Object pointing dataset rows
┌──
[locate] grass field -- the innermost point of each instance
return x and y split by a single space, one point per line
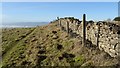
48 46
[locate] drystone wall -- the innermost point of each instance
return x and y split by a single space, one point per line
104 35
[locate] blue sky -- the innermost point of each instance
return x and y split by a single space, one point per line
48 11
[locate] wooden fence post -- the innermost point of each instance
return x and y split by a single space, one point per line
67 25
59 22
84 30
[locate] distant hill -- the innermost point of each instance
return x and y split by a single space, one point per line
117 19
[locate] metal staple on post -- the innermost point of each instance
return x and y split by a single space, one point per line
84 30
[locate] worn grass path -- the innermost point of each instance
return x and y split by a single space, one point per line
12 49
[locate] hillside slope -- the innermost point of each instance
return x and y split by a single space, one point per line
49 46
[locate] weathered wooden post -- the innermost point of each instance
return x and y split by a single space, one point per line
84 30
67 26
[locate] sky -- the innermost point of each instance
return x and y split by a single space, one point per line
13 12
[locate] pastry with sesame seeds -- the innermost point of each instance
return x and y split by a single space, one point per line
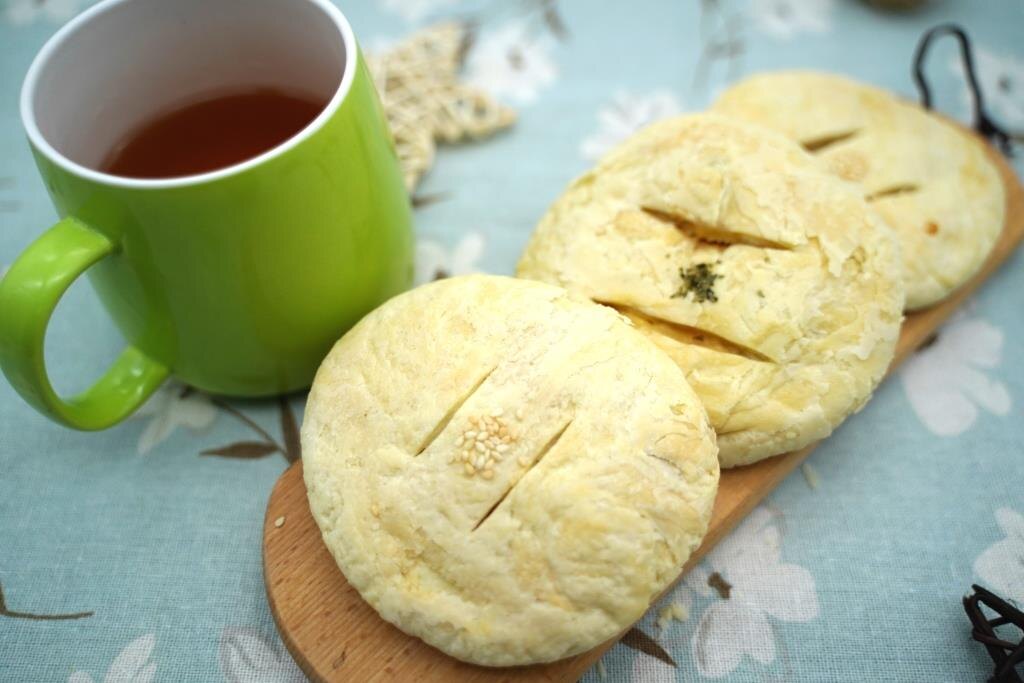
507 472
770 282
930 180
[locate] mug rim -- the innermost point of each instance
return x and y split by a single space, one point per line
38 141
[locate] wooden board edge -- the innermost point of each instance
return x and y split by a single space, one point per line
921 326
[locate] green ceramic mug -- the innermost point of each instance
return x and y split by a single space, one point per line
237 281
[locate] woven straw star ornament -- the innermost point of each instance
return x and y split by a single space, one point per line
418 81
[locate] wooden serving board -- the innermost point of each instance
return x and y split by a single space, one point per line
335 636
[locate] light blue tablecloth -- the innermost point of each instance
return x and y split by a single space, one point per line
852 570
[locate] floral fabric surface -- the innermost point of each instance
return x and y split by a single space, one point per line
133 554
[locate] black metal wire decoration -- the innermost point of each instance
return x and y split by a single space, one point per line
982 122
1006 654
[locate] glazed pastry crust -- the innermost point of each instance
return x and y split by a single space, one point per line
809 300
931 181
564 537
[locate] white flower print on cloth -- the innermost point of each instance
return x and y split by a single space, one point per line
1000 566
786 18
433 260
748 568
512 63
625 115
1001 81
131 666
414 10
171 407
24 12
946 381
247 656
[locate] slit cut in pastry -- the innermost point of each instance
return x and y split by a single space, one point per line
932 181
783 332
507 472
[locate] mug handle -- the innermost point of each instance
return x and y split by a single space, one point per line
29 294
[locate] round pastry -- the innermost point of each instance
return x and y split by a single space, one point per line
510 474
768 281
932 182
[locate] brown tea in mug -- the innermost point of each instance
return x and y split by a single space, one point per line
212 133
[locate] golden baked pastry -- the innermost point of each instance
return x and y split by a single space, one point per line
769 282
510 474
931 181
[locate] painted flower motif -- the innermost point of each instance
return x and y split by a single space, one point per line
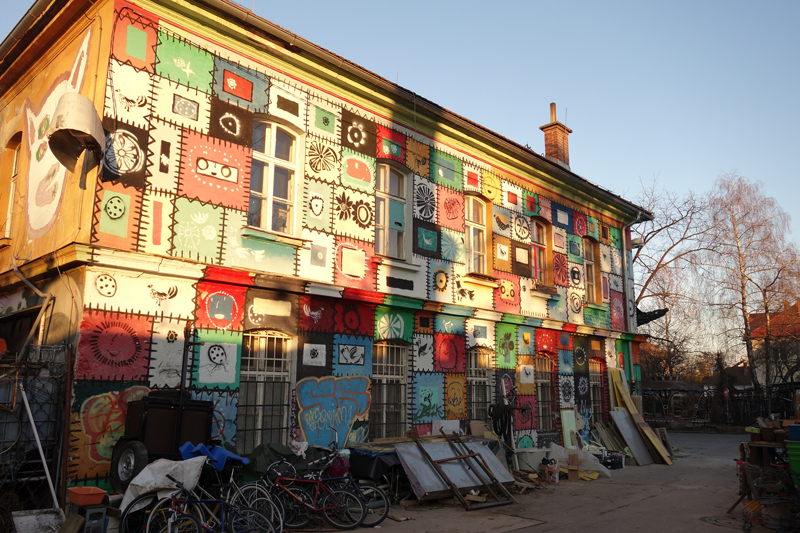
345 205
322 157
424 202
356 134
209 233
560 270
└──
Reproduce every line of the rows above verbatim, omitting the pictures.

[locate] grass field -- the innermost point of each instance
return x and y split by a single space, one point per line
48 46
[locate] drystone wall -- the innermost point of each instance
return x and y split by a single space, one point per line
104 35
[locate] blue sky -- the innermost point of each instance
return x and y split by a single space, one point per line
48 11
[locate] wooden fence post -- the innermost point of each instance
return x and y split by a single space, one point per line
67 25
59 22
84 30
[locate] distant hill -- the innermost point of each instance
return x and y split by a single space, one point per line
117 19
[locate] metal staple on post -- the innermost point of each instance
return x and y split by a single space, one point per line
84 30
[locate] worn grass path -- the innermost point of each instance
return x and y split by a single space, one point per line
12 49
[locate] hillside slope -- the innermost point of each instance
return x and y split by a single space, one point per line
49 46
[locate] weathered wooden post -- the innermost point of each instance
return x and y split by a single space, one point per line
84 30
67 26
[locate] sky -- the innermost point of each instance
return x and y split by a single space, one point per line
13 12
[locate] pastry with sesame seeds -- the innermost point of each instance
return x and y split by a single space, one point per line
507 472
770 282
930 180
[locate] mug rim -- the innermost point of each instance
return x and y split by a single space, one point per line
38 141
[locate] wooden board edge -- the innermost point of each instance
return x and y split by a single space, one point per line
921 326
[locate] green ceramic mug -- the innermost point of each instance
return x and y split by a single space, one point per line
237 281
[locate] woven straw star ornament -- the innermost point of each instance
return x and y split by a single space, one point per line
418 81
[locate] wooden serving board -- the innermost point of each instance
return x and y split by a single space, one point per line
335 636
[locate] light blue tablecloth -- the innermost point of each instance
return x and y split by a single space, one point per line
852 570
[locate] floral fabric surface -- the innermost point of each instance
return x and y split by a single space, one point per line
133 554
[locate] black metal wire decoration -- the innermost point of each instance
return x and y split by a single space, one point per line
982 122
1006 654
[locate] glazed pastry crust -- the innermost point of each instance
return x and y split by a single space, one point per line
809 300
931 181
564 537
[locate] white flower print on cloth -- the innermost point of each instance
return x and y split by a single space, one point per line
1000 566
786 18
433 260
748 568
512 63
625 115
1001 81
131 666
414 10
171 407
24 12
946 381
247 656
[locate] slit cut in pastry -- the innermost point of each instance
return x and y split by a single space, one point per line
932 181
783 332
507 472
[locate] mug handle -- the innermost point of each instance
return x and y split by a single space, one point per line
29 294
[locate] round pastry -- the innermost point of each instance
return x and y split by a single space, one point per line
510 474
768 281
932 182
[locate] brown tea in mug -- the innermost point of each instance
return x and y split by a single space, one point per line
212 133
[locate] golden baked pastry -- the innermost point of each instance
return x and y split by a single space, one point per line
769 282
510 474
931 181
[locate] painted flower motif -- the innermost point of each instance
return x and y split by a single space, one point per line
345 205
322 157
424 202
356 134
209 233
560 270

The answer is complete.